--- BEGIN ---

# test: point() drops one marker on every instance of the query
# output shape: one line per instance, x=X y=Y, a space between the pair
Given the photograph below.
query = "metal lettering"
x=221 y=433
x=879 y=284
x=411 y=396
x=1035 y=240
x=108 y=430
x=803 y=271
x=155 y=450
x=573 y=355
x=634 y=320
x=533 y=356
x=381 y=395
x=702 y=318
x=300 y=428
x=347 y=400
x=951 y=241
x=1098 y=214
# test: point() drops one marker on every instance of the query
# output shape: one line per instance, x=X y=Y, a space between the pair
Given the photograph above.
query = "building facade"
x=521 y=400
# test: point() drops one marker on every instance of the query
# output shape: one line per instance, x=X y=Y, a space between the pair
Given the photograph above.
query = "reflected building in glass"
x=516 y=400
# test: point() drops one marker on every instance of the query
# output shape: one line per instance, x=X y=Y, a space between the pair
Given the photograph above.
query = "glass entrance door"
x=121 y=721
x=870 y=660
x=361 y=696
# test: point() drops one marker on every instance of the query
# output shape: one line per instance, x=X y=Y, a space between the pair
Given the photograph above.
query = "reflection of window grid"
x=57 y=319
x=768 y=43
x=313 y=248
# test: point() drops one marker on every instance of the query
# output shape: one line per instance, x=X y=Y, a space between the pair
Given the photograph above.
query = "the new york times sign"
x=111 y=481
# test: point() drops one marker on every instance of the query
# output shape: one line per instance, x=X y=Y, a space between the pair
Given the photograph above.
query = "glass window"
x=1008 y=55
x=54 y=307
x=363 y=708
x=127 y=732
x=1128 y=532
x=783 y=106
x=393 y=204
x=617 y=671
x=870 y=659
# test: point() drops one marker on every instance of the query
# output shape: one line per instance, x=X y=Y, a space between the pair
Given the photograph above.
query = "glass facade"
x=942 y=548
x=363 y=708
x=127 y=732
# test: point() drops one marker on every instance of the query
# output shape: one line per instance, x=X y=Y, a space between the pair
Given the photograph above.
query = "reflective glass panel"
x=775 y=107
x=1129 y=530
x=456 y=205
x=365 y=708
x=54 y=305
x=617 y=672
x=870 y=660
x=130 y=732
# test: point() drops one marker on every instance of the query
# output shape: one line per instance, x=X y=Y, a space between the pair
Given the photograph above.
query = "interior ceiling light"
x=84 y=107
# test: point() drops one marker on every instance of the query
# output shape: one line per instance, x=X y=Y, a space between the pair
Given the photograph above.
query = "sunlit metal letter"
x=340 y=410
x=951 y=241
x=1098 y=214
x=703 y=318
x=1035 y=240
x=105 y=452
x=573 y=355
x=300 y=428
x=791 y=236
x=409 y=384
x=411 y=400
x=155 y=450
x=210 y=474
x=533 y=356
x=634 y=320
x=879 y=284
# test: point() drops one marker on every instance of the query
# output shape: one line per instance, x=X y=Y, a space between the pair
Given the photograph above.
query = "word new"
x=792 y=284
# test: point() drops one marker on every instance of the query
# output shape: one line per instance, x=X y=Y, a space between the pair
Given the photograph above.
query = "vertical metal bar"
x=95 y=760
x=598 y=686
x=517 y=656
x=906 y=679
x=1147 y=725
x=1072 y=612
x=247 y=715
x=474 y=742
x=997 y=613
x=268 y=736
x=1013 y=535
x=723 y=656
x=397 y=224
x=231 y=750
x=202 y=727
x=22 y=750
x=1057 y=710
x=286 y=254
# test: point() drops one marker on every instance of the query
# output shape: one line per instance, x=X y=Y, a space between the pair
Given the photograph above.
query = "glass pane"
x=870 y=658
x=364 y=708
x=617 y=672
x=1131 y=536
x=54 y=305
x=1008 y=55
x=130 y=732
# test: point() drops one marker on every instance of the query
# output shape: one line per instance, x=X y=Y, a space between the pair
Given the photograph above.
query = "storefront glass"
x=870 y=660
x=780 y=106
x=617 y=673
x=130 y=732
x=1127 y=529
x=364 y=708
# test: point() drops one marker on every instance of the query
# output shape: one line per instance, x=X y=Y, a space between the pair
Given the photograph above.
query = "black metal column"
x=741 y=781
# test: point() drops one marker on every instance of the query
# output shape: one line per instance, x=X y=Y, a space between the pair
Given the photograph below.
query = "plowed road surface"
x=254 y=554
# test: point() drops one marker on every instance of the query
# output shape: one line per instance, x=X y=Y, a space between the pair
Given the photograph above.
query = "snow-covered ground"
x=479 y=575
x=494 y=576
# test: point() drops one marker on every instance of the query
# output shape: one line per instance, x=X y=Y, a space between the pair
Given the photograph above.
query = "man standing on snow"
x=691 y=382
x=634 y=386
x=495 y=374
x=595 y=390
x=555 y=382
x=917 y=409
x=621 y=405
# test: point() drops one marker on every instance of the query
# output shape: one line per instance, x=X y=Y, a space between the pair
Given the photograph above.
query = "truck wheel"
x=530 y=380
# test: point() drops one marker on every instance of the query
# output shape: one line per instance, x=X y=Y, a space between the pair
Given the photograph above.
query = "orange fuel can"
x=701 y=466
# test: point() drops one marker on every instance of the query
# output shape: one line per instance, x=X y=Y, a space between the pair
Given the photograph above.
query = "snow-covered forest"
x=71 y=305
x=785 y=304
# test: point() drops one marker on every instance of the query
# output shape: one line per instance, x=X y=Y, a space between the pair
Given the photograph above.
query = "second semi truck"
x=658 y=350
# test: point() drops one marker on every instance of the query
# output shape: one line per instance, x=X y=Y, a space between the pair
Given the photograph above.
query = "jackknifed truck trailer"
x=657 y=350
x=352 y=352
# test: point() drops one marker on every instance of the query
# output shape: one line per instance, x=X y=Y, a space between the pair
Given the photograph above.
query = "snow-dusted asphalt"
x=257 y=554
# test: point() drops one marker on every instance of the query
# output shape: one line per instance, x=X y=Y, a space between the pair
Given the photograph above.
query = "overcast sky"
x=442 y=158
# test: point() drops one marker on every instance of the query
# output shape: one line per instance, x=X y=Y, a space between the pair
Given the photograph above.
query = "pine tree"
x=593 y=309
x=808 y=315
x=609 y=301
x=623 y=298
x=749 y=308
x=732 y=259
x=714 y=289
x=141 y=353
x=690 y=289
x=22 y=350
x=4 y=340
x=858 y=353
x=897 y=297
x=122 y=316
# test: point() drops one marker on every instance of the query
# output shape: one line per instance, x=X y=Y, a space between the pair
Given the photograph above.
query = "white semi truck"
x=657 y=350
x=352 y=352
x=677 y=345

--- END ---

DIRECTIVE:
Find every line in the material above that contains the string "metal" and copy each of those lines. Case counts, so match only that exact capitalization.

EXERCISE ANSWER:
query = "metal lettering"
query = "sunlit metal letter"
query = "vertical metal bar"
query = "black metal column"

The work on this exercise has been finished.